= Guy Besse =

French philosopher and politician

Guy Besse (25 November 1919 – 16 February 2004) was a French philosopher and politician, a member of the executive of the French Communist Party (PCF).

== Biography ==

A member of the Responsible du Front National while a student in Lyon under the pseudonym of César, he was part of the Mouvement Jeunes Communistes de France during the Resistance, and was the national secretary of the Union of Communist Students from 1944 to 1945.

Agrégé professor of philosophy, he graduated from lycée in Bourges, then studied at the University of Caen Lower Normandy, the Sorbonne and the French National Centre for Scientific Research.

He published a number of socialist texts for many years, and in March 1970, replaced Roger Garaudy as the head of the Centre d’études et de recherches marxistes.

A member of the Central Committee of the PCF from 1956, he joined its Political Bureau 11 years later as an alternate member, and was its head in 1970.

He retired from the PCF leadership in February 1985 at age 65, believing himself to have reached a "militant age limit". He continued to be a member of the PCF and published several books on Marxist philosophy afterwards.

● Prompt a: Transcribe the part of the Guy Besse biography starting at "Agrégé professor of" and ending at "de recherches marxistes.".

● Recorded information:

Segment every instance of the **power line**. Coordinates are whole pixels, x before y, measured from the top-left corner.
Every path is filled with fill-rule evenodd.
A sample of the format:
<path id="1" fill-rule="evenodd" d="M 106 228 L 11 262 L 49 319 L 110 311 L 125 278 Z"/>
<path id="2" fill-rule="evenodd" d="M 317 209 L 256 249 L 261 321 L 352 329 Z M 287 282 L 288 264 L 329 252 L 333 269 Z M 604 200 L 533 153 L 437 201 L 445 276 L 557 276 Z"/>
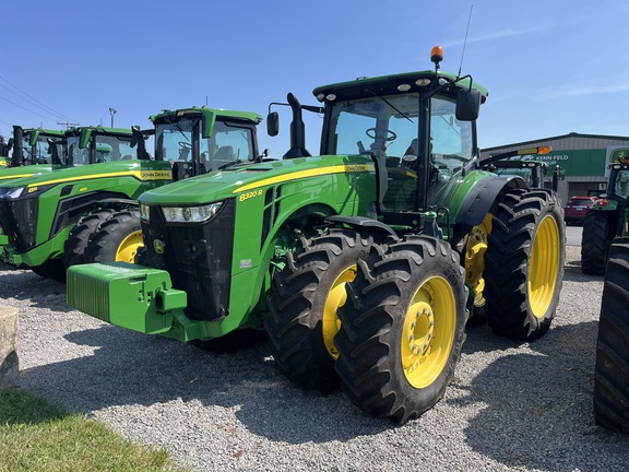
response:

● Prompt b: Please express every line of the records above as a JSON list of strings, one string per line, with blank lines and the pictures left out.

● Reply a:
Agrégé professor of philosophy, he graduated from lycée in Bourges, then studied at the University of Caen Lower Normandy, the Sorbonne and the French National Centre for Scientific Research.

He published a number of socialist texts for many years, and in March 1970, replaced Roger Garaudy as the head of the Centre d’études et de recherches marxistes.

● Reply b:
[
  "Segment every instance of the **power line**. Coordinates are whole pixels, x before y, measured from the top-left corner.",
  "Every path is filled with fill-rule evenodd.",
  "A sample of the format:",
  "<path id=\"1\" fill-rule=\"evenodd\" d=\"M 106 228 L 11 262 L 49 319 L 110 311 L 125 278 Z\"/>",
  "<path id=\"2\" fill-rule=\"evenodd\" d=\"M 317 209 L 256 249 L 261 321 L 352 329 Z M 287 282 L 288 264 L 329 252 L 333 269 Z M 604 200 L 533 153 L 437 201 L 445 276 L 557 276 Z\"/>",
  "response:"
]